Consegna: Secondo l'intervista a Margherita Ingoglia, che nome hanno il suo blog e il suo canale YouTube?

Estratto del documento:
———
Intervista a Margherita Ingoglia “La scrittura è teatro dell’inconscio”

Margherita Ingoglia, giornalista e scrittrice, agrigentina di nascita, vive a Palermo, dove insegna nelle scuole secondarie superiori. Di lei si sanno poche cose giusto quelle necessarie per descriverne le sue doti artistiche in fieri. E’ una donna che viaggia molto e si muove per sua stessa ammissione come “una nomade in cerca di fissa dimora”. Viaggia quindi con il suo carico di libri appresso, insieme ai sogni che nutrono la sua natura aperta e spontanea, appassionata e allegra.
Da siciliana doc è vivace, molto discorsiva, dialettica e critica verso la realtà che la circonda. Margherita è ottimista e sorride alla vita possedendo anche un’anima rivolta ad epoche passate, è una collezionista seriale di cose belle. Ha un blog e un canale YouTube che si chiamano “Fimmina che legge” in cui si occupa di intervistare autrici e autori, e approfondire argomenti e curiosità culturali. È sicuramente una divoratrice di libri tuttavia non si discosta mai dalla realtà anzi l’affronta a viso aperto e senza ansie. Nella sua scrittura è sempre stata centrale la donna in relazione al proprio corpo e, dunque, della donna in relazione alla sfera maschile che convive dentro e fuori da sé nel contesto esistenziale e sociale. Margherita esprime ironia nel trattare il contrasto interiore del sentimento femminile con quello maschile. Ha scritto un primo libro “Aldebaran”(2006) e “…e il corpo fu oltraggio!”(2013). Con la prefazione dello scrittore di Bologna, Ariase Barretta in cui quel suono vocale dell’ “Io sono” intinge come una sorta di imperativo categorico l’intera raccolta poetica ha di recente pubblicato “La malagrazia. Ballate (delle) disturbanti” (A&B editrice) in cui vi è anche la postfazione della scrittrice e studiosa catanese, Marinella Fiume.
———
Materiale fornito:
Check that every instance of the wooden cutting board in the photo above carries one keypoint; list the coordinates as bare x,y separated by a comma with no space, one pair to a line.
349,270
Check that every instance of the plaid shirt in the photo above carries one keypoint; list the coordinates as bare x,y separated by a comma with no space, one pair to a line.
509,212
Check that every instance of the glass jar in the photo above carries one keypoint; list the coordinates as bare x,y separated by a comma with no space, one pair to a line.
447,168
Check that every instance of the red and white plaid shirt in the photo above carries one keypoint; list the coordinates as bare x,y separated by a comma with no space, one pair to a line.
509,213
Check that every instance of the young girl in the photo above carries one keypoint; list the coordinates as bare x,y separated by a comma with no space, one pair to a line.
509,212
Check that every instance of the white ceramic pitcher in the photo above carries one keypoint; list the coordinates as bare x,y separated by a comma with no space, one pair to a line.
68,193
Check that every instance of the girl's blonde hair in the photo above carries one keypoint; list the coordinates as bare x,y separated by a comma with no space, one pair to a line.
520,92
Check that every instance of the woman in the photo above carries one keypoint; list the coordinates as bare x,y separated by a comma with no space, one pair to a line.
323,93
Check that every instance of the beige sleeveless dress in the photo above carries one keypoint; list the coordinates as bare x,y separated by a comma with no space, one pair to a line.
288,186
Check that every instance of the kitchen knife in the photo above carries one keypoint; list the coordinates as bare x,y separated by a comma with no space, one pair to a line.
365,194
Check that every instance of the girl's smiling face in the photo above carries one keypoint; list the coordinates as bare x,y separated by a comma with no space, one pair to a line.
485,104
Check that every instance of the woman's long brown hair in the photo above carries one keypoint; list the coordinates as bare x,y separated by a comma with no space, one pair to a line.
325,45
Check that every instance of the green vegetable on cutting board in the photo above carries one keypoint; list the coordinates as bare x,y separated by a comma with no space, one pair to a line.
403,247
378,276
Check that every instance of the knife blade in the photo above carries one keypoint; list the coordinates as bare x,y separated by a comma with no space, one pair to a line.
———
Soluzione scritta: Si chiamano “Fimmina che legge”.